Start
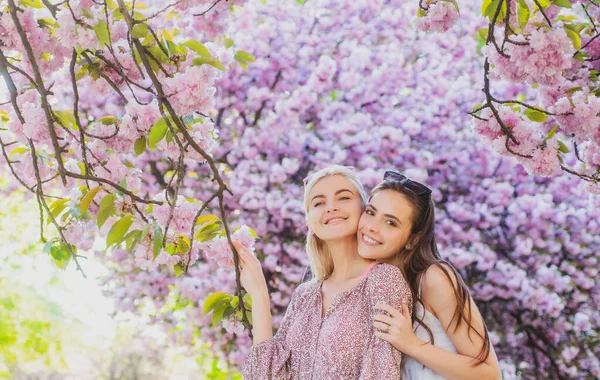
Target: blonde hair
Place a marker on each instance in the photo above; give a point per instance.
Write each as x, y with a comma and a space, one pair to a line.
321, 263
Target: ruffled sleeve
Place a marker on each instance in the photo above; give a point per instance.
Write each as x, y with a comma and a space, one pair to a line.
271, 359
386, 284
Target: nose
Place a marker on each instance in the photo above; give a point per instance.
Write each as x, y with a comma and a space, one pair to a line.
371, 227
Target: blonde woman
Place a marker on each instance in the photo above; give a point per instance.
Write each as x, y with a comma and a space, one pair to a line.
327, 331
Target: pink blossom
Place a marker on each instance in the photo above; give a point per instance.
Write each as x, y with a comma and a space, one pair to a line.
543, 60
440, 16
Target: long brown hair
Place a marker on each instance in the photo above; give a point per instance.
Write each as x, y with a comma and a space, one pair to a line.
423, 254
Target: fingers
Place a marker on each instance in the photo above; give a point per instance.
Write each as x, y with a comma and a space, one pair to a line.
382, 326
385, 336
390, 310
405, 311
384, 319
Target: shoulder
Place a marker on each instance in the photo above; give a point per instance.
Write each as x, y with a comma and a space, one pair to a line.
386, 276
384, 271
439, 284
386, 284
439, 278
305, 288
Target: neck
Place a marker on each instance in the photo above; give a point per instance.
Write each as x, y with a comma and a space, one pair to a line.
347, 264
398, 261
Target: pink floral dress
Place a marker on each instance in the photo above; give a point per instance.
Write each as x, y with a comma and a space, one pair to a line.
339, 345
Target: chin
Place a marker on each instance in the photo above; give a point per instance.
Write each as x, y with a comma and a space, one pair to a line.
337, 235
367, 252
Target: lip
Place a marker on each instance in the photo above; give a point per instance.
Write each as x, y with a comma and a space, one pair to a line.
369, 243
333, 218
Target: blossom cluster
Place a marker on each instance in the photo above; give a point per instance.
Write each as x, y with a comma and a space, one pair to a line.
355, 84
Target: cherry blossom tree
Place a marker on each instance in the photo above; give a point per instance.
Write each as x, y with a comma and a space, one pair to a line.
553, 124
314, 83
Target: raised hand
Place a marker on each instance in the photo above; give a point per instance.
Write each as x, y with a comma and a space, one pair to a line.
396, 328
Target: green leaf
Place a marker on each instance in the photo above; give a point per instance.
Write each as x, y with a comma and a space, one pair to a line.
210, 61
243, 58
199, 48
574, 36
58, 203
88, 198
101, 30
551, 133
562, 147
19, 150
32, 3
171, 249
535, 115
562, 3
118, 230
56, 253
139, 30
140, 145
66, 118
108, 120
523, 13
206, 218
208, 232
87, 13
106, 209
252, 232
45, 22
157, 133
212, 301
158, 238
244, 55
247, 301
178, 270
485, 7
132, 239
218, 312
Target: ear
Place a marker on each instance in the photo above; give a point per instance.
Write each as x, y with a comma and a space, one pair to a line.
413, 241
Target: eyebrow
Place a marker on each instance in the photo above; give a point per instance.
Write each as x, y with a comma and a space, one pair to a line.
336, 193
386, 215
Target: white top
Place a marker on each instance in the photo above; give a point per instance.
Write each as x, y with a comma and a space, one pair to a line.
414, 370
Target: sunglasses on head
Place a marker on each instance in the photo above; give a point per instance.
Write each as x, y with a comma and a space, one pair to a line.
416, 187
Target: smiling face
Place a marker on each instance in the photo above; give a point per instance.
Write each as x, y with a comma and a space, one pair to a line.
334, 208
385, 226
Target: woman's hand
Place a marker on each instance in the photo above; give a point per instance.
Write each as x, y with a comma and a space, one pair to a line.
397, 329
251, 274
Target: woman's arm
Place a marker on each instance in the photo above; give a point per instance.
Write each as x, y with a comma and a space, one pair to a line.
438, 296
269, 356
253, 280
382, 361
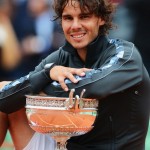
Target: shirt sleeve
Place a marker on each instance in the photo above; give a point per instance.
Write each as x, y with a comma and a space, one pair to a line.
12, 95
120, 71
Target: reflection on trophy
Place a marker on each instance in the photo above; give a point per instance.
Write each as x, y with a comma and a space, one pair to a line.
61, 117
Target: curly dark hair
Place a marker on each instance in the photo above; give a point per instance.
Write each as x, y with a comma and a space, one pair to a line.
101, 8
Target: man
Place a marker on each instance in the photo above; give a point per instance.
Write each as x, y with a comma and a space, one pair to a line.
110, 70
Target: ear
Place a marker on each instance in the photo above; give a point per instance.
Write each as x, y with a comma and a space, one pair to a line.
101, 22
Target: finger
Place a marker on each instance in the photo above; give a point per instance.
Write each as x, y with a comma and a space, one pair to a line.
70, 76
63, 85
79, 72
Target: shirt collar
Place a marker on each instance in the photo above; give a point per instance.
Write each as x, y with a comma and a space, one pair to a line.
94, 49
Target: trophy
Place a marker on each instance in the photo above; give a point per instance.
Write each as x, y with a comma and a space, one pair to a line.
61, 117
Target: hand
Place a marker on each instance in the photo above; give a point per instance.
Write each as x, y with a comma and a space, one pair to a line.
60, 73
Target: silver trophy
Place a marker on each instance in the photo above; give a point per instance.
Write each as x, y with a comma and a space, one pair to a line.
61, 117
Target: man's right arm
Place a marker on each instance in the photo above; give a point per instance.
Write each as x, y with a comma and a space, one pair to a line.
12, 95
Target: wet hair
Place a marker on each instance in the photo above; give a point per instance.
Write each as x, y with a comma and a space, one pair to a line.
100, 8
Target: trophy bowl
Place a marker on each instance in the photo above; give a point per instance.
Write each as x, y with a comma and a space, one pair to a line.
61, 117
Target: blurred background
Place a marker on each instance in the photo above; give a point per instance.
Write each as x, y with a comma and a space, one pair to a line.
28, 34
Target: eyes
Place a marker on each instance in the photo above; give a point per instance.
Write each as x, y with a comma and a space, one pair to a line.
82, 17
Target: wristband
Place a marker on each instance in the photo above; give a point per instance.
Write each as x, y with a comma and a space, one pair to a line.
47, 68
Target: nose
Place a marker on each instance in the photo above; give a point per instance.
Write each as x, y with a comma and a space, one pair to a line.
76, 24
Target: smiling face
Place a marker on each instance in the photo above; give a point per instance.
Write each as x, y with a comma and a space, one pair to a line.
80, 28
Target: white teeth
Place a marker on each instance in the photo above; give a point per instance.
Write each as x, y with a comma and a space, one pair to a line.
78, 36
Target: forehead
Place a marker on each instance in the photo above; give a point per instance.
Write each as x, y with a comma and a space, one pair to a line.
74, 5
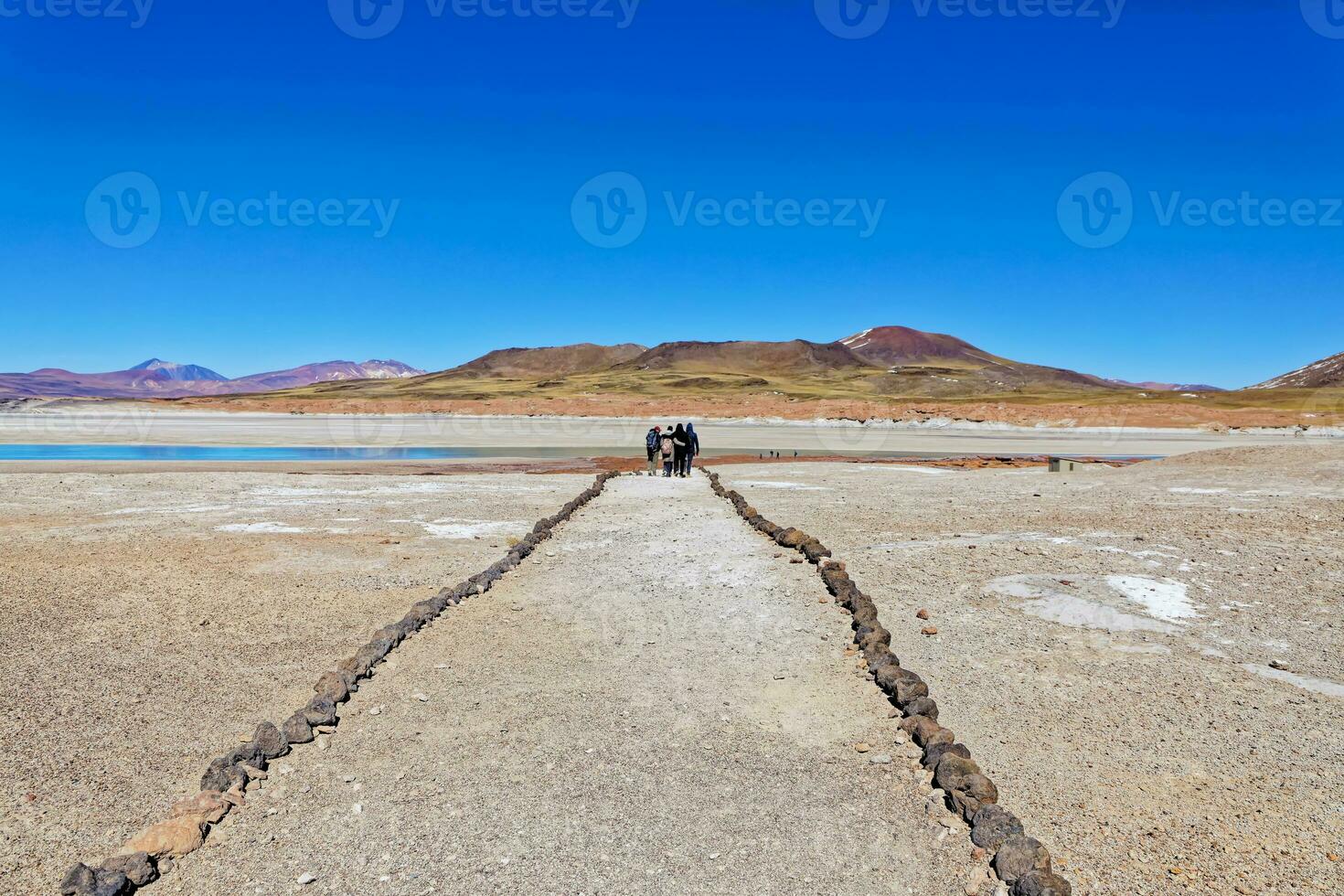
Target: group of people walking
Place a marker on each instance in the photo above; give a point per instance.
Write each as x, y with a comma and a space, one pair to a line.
675, 448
End
Your goal:
Will you restate every entry word for word and omit the images?

The reply:
Target: blonde hair
Place a marker on each instance in the photo above; give a point per instance.
Write each as x, y with a comma and a space, one pair to a line.
321, 263
Target: ruffled sleeve
Place a marker on each instance in the photo above; give a point per instance.
Write each as x, y with a comma and a space, one pair to a line.
271, 359
386, 284
Target: nose
Place a marker on each instance in the photo above; give a point per instance.
Write each as x, y with a comma and a space, one pair to a line.
371, 227
Target: blonde woman
Place a marker on each instance in the photo above; give a point per instance.
Write each as x, y with a comma and a space, one pair to a line.
327, 331
Target: pink blossom
Place a marker on each instance in the photo above; give a point per instance.
Write each as x, y with a comma and a space, one pair to a line.
543, 60
440, 16
Target: long brown hair
Place a marker on each instance in the photo above; give a point per instance.
Write each as x, y with a comma and a space, one pair to a line.
423, 254
Target: fingers
Place a marker on each instance in the photo above; give a point per instance.
Write each as x, y with a comma and a space, one pair to a line.
382, 326
385, 336
390, 310
405, 311
384, 319
Target: shoulder
Place a marker on each instance in the photo above; give a point per instance.
Write each as x, y with a comma and a space, one pair to a line.
386, 276
384, 271
439, 284
386, 284
439, 278
305, 288
Target: neck
Place a marker on each instance in the photo above; give a point per instance.
Write each as x, y with a comma and a space, one pair to a line.
347, 264
398, 261
Target: pink floral dress
Place a marker on each instance in the photo above; give a point per instance.
Write each as x, y with a comma and a space, one pair to a line.
339, 345
Target: chin
Place a marker on each instance in the photo above; give a point per instance.
Write each as x, y with a comma and a space, one pair to a line.
337, 235
367, 252
Target: lip
Place a marker on each instance in the photo above; give a point per instance.
Write each as x, y with a comma and a space, one pair to a line.
369, 243
333, 218
Target: blossom cluster
Place a marker on each instance in the photo above; give a point per instance.
Write each as x, y with a comma and a space, one pair to a line.
355, 84
Target: cherry blossom tree
Place a marker on each instance in the photo above; give a point per instance.
Write each as x, y with a comma and a space, one pair to a line.
553, 124
314, 83
Target: raised hand
Place a marker on each instance in the photo above; give a point per instance.
Write each as x, y with a comma and a space, one pair to a line.
396, 328
Target: green leaf
Place a marker on each instance in the photo above; give a point per instance.
Write each as x, y with a comma and a space, one pair to a line.
210, 61
243, 58
199, 48
574, 36
58, 203
88, 198
101, 30
551, 133
562, 147
19, 150
32, 3
171, 249
535, 115
562, 3
118, 230
56, 253
139, 30
140, 145
66, 118
108, 120
523, 13
206, 218
208, 232
87, 13
106, 209
252, 232
45, 22
157, 133
212, 301
158, 238
244, 55
247, 301
178, 270
485, 7
132, 239
218, 312
Target: ear
Place a marker on each instance in the photo above; give a point per instance.
Write each as x, y with a comma and a space, one pair to a line.
413, 241
Target: eyebrow
Place a marker on each instance in the photo above; give a point per instance.
Write each as x, y with a comma and a space, one pair to a line.
336, 193
386, 215
Target: white top
Place a marker on each instance in the photo above; give a point per instance.
Write each as x, y with a comma and a space, one pair to a line.
414, 370
Target: sunglasses on head
Place a marker on each instance in the photo above; give a point per instance.
Write each as x, y with a comma and a space, one pair to a line.
416, 187
Target: smiling face
Place a marker on each instance in the photo above; give a point per instance.
Write each as x, y with a comma and a space, one pair to a line.
334, 208
385, 226
Target: woman's hand
Place a marker on each instance in the photo above; give a point per instance.
Write each as x, y with a comma and a space, one pair to a line.
397, 329
251, 274
Target: woman's arm
Place a marker on each instance in the photo above; give a point per instance.
Write each as x, y with a comma and a space, one pair to a line.
438, 296
269, 356
253, 280
382, 361
Target: shirt sleeve
Place a marker on each instance in the photo above; give a point per instance.
Write each as x, y with a comma and a space, one pair to a line.
12, 95
120, 71
Target: reflection on trophy
Place a marker on each instance in the photo above; give a point per instance.
Write each as x, y with a comma and a space, one pair to a line.
61, 117
Target: curly dark hair
Place a marker on each instance in the photo above; give a point per instance.
Write each as x, y with a comma and a space, one pair to a line.
101, 8
Target: man
Place a marker on each instance in the photo above; give a point per instance.
Write each as x, y with a comma and a space, one pair to a line.
110, 70
Target: ear
Place a marker on each instance in the photo above; give a point per instance.
Write each as x, y with a comma and a space, one pair to a line.
101, 22
Target: finger
Place a marker on each instance in the photo above; give a point per instance.
Write each as x, y with a comma and a space, one pair to a line.
70, 76
63, 85
79, 72
Target: shirt collar
Place a marker on each instance in the photo above; give a point per instance.
Write each as x, y with a comma and a space, one pair to a line.
94, 49
Target: trophy
Place a marker on each instance in the photo above; give a point per instance.
Write each as x, y with a comma and a space, one pair to a line.
61, 117
Target: hand
Place a marker on each instance in the photo above; give a point per instance.
Write each as x, y with a comma and a space, one pair to a line.
60, 73
Target: silver trophy
Place a marker on each instance in the photo above; give a point per instance.
Write each as x, y with a comma and a space, one pair to a line.
61, 117
Target: man's right arm
Place a marker on each instance in the photo above; give a point per instance.
Write each as x, y with a comma and a space, one pair to a line.
12, 95
Target: wet hair
Place a marker on each instance in the photo above; give a point per instance.
Write each as x, y with a comma and a space, one pair to a line.
100, 8
Target: trophy bowl
Place a marker on each instance in the photo above; give a point per instance.
Write each as x, y with a comma and a space, one pair to a line.
61, 117
Target: blurred background
Place a marker on each instance in the photo above; give a point per instance.
Write each as x, y with a comma and a space, one pair to a line.
28, 34
Target: eyes
Place a marker on each instance in the photo above; give a point per instance.
Write each as x, y with a comma and a space, one pair to a line.
82, 17
Target: wristband
Place a marker on each instance in the photo above; give a point per instance.
Write each as x, y with a comma and a space, one pair to a line.
47, 68
Target: nose
Place a marker on each instance in the photo above; give a point per instance.
Write each as x, y with a comma and a space, one pair to a line.
76, 24
Target: smiling face
Place a marker on each instance in the photo above; give a point per instance.
Write each as x, y with a comma and a space, one pair to a line.
80, 28
Target: white teeth
Place a marker on each instance in the photo above; give a point per instance.
Write each as x, y with a comma and a space, one pair to a line.
78, 36
Target: forehead
Place a marker on each instance in the photo above; give a point per instance.
Write each as x, y with a comma and a space, one pair to a line.
74, 5
Target: group of people walking
Place a marker on each instance in the photo above; give a point per instance.
Write each as x, y with a comma and a space, one pair to a line.
675, 448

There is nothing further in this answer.